==== DATA ROWS ====

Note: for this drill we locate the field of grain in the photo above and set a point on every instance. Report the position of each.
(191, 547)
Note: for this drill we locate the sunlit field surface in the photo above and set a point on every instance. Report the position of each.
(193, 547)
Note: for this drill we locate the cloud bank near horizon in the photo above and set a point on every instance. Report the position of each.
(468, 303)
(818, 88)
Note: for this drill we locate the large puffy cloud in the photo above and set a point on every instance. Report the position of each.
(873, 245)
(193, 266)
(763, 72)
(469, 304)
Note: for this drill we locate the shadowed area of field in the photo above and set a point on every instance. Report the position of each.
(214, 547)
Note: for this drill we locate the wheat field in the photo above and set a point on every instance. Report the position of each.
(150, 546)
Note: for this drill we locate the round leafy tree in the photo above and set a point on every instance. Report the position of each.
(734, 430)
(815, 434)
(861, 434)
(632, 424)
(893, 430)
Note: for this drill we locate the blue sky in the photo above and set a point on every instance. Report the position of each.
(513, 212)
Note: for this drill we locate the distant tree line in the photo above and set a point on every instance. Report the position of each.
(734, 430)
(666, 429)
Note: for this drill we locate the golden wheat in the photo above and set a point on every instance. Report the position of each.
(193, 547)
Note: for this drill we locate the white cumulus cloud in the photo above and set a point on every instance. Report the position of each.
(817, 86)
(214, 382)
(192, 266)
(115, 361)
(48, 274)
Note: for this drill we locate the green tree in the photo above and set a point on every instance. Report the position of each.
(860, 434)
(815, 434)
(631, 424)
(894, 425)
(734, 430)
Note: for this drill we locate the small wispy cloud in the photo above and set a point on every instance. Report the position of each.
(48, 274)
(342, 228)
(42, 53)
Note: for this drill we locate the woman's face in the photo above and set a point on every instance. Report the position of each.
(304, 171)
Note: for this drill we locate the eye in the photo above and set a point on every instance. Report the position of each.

====

WORK TO DO:
Using the records above, please retype only the run of lines from the line holding "Note: for this drill we locate the sunlit" through the last line, both ends included.

SOLVED PROBLEM:
Note: for this drill we locate the sunlit field surface in the photo above and set a point on every instance. Report the position of each.
(193, 547)
Note: for this drill we locate the cloud bank near horizon in the photo above and set a point on every instance. Report the position of each.
(468, 303)
(818, 88)
Note: for this drill we locate the large puffy cloud in the photo above and set a point on every instance. Report the position of each.
(873, 245)
(193, 266)
(763, 72)
(469, 304)
Note: for this drill we locate the shadowed area of field in the photo above and set a point on every instance. Report the position of each.
(214, 547)
Note: for this drill we locate the wheat field in the photo above and set a point on every instance. Report the position of each.
(150, 546)
Note: for this drill we locate the round leafy tree in the photo above and set a point on every instance. Report the position of each.
(734, 430)
(815, 434)
(861, 434)
(632, 424)
(893, 430)
Note: for this drill we locate the blue sky in the photo above and set a point on every instance. Report the position of each.
(513, 212)
Note: for this drill we locate the distant tree line in the photo above and set a point on every instance. Report the position of each.
(734, 430)
(666, 429)
Note: for this drill we locate the golden wheat in the photo above and set a point on every instance. Report the position of each.
(193, 547)
Note: for this drill we locate the white cumulus cloud in the photo above and set a point on every instance. Report the position of each.
(817, 86)
(214, 382)
(192, 266)
(115, 361)
(48, 274)
Note: for this drill we locate the green tree in the photo above and set a point on every instance. Report the position of each.
(860, 434)
(815, 434)
(631, 424)
(894, 425)
(734, 430)
Note: for this drill we locate the small wispy cloud in the photo above and set a point on every instance. Report the position of each.
(48, 274)
(342, 228)
(42, 53)
Note: for this drill we locate the woman's face in the photo above and set a point on every instance. Report the position of each.
(304, 171)
Note: for this drill we locate the eye in the photo above and set a point on every instance. Report the position of each.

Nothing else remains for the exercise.